— BEGIN SUPPLIED INFORMATION —
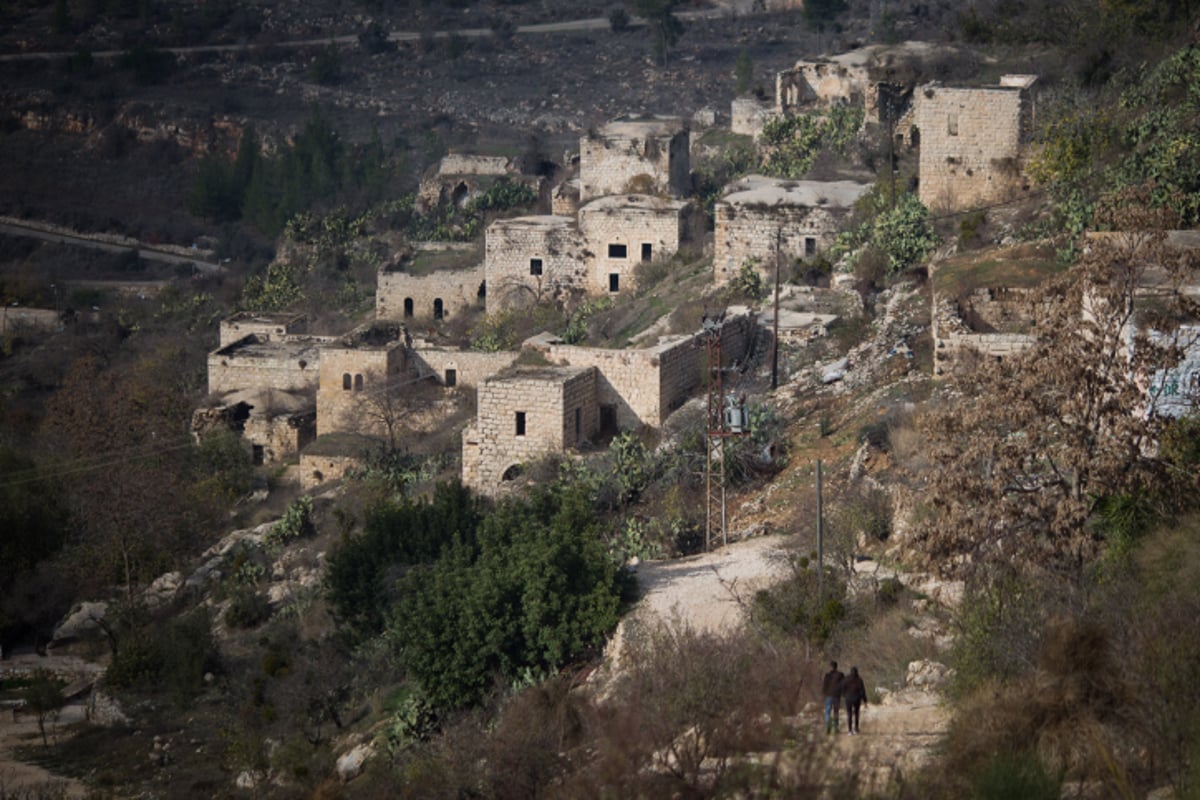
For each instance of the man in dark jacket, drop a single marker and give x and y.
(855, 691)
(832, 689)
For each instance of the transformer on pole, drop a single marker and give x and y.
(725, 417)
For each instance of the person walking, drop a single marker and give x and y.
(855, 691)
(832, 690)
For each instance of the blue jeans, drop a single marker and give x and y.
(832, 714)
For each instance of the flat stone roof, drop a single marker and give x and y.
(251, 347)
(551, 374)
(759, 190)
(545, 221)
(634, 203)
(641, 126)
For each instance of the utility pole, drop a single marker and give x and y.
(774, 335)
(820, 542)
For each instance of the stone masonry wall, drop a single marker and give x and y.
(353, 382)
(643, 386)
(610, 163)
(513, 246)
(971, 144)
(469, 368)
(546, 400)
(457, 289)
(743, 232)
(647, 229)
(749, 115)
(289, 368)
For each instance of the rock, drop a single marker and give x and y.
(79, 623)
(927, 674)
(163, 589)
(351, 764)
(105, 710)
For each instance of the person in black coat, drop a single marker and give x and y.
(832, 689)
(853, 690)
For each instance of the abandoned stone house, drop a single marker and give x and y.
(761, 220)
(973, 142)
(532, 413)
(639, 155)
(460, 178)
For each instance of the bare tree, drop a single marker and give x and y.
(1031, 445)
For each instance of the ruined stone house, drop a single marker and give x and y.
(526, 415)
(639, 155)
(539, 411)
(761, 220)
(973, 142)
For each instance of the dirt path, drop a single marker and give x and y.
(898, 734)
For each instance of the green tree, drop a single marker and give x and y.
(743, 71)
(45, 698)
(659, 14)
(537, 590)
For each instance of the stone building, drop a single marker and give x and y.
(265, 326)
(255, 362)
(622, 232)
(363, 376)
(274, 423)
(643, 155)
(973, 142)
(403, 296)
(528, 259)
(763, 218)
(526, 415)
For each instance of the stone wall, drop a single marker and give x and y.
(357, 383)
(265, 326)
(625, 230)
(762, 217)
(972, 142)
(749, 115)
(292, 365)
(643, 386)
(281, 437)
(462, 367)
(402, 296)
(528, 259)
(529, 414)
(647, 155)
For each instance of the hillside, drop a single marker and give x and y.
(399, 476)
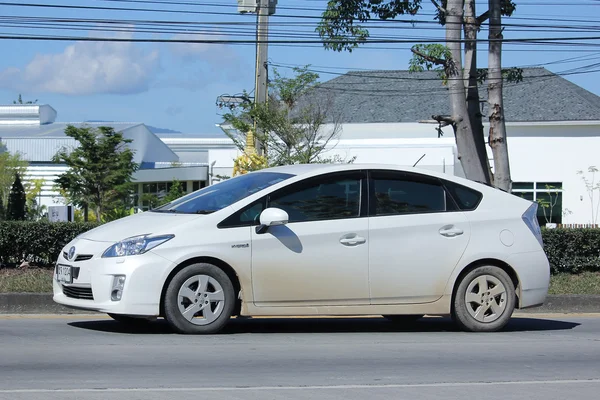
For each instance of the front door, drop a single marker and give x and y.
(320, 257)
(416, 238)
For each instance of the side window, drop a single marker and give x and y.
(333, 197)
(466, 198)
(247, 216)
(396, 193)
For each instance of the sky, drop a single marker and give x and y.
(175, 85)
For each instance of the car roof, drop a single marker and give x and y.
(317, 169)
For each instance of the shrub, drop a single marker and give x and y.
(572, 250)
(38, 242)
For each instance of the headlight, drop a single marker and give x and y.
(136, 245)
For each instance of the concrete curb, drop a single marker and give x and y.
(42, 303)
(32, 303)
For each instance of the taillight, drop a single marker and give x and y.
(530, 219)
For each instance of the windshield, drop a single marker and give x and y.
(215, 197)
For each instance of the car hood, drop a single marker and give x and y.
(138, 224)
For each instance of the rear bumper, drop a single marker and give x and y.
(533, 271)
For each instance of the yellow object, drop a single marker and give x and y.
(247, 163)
— END SUPPLIED INFORMATION —
WORK TO BE COMPLETED: Format the lines above as a Markdown table with the columns "No." and "Line," numbering each row and omitting blank lines. Leave the picture markers out of the table.

OUTPUT OF THE TASK:
| No. | Line |
|---|---|
| 1 | For each instance of the man in dark jacket, drop a single marker and give x and y. |
| 2 | (855, 691) |
| 3 | (832, 689) |
| 4 | For each instance of the transformer on pole, drop a single marker and give x and y. |
| 5 | (725, 417) |
| 6 | For each instance of the person walking, drop a single marker and give x and y. |
| 7 | (855, 691) |
| 8 | (832, 690) |
| 9 | For each instance of the blue jeans, drop a single marker and give x and y. |
| 10 | (832, 714) |
| 11 | For each instance of the flat stone roof, drop a single marker and give x and y. |
| 12 | (251, 347) |
| 13 | (551, 374) |
| 14 | (759, 190) |
| 15 | (545, 221) |
| 16 | (634, 203) |
| 17 | (641, 126) |
| 18 | For each instance of the utility pole, drop a single marker and give x and y. |
| 19 | (774, 335) |
| 20 | (820, 542) |
| 21 | For each instance of the stone masonry wall, drop a single marker and give x and y. |
| 22 | (353, 382) |
| 23 | (643, 386) |
| 24 | (610, 163) |
| 25 | (513, 246) |
| 26 | (971, 144) |
| 27 | (469, 368) |
| 28 | (546, 400) |
| 29 | (457, 289) |
| 30 | (743, 232) |
| 31 | (647, 229) |
| 32 | (749, 115) |
| 33 | (289, 368) |
| 34 | For each instance of the rock, drop a single marker and give x and y. |
| 35 | (79, 623) |
| 36 | (927, 674) |
| 37 | (163, 589) |
| 38 | (351, 764) |
| 39 | (105, 710) |
| 40 | For each instance of the person in black coat, drop a single marker and give x and y. |
| 41 | (832, 689) |
| 42 | (853, 690) |
| 43 | For each instance of the abandoned stone house, drop a single marker and give x and y. |
| 44 | (761, 220) |
| 45 | (973, 142) |
| 46 | (532, 413) |
| 47 | (639, 155) |
| 48 | (460, 178) |
| 49 | For each instance of the bare tree, drop a single marker and give x and y. |
| 50 | (1031, 445) |
| 51 | For each instance of the ruined stone house, drop a single marker and give x and y. |
| 52 | (526, 415) |
| 53 | (639, 155) |
| 54 | (539, 411) |
| 55 | (761, 220) |
| 56 | (973, 142) |
| 57 | For each instance of the dirt path, drop a single marker and give x and y. |
| 58 | (898, 734) |
| 59 | For each instance of the green tree, drop a single marker and give x and y. |
| 60 | (743, 71) |
| 61 | (45, 698) |
| 62 | (659, 14) |
| 63 | (537, 590) |
| 64 | For each instance of the stone building, drop a single marker and give x and y. |
| 65 | (265, 326) |
| 66 | (255, 362) |
| 67 | (622, 232) |
| 68 | (363, 376) |
| 69 | (274, 423) |
| 70 | (643, 155) |
| 71 | (973, 142) |
| 72 | (403, 296) |
| 73 | (528, 259) |
| 74 | (763, 218) |
| 75 | (526, 415) |
| 76 | For each instance of the stone wall, drop a single marker and give x and y. |
| 77 | (357, 383) |
| 78 | (265, 326) |
| 79 | (625, 230) |
| 80 | (762, 217) |
| 81 | (972, 142) |
| 82 | (749, 115) |
| 83 | (292, 365) |
| 84 | (643, 386) |
| 85 | (281, 437) |
| 86 | (462, 367) |
| 87 | (402, 296) |
| 88 | (528, 259) |
| 89 | (529, 414) |
| 90 | (647, 155) |
| 91 | For each instance of the hillside, drop a single marker and give x and y. |
| 92 | (399, 476) |
| 93 | For each instance of the front door, drop a single marker and give x and y. |
| 94 | (320, 257) |
| 95 | (416, 238) |
| 96 | For each instance of the side window, drop a single marker and give x and y. |
| 97 | (333, 197) |
| 98 | (466, 198) |
| 99 | (247, 216) |
| 100 | (396, 193) |
| 101 | For each instance of the sky, drop a single marker and give x and y. |
| 102 | (175, 85) |
| 103 | For each instance of the car roof, drop a single marker and give x and y. |
| 104 | (317, 169) |
| 105 | For each instance of the shrub, drop a single marker and give x and y. |
| 106 | (572, 250) |
| 107 | (38, 242) |
| 108 | For each instance of the headlight, drop a single marker and give x and y. |
| 109 | (136, 245) |
| 110 | For each instance of the concrete curb, drop a single marker and give x and y. |
| 111 | (42, 303) |
| 112 | (32, 303) |
| 113 | For each instance of the taillight, drop a single marker and give x and y. |
| 114 | (530, 219) |
| 115 | For each instance of the windshield, drop a single marker and give x and y. |
| 116 | (215, 197) |
| 117 | For each instance of the car hood, drop a single marker and give x and y. |
| 118 | (138, 224) |
| 119 | For each instance of the rear bumper, drop a single marker and give x and y. |
| 120 | (533, 271) |
| 121 | For each instance of the yellow object, drop a single marker and give x and y. |
| 122 | (247, 163) |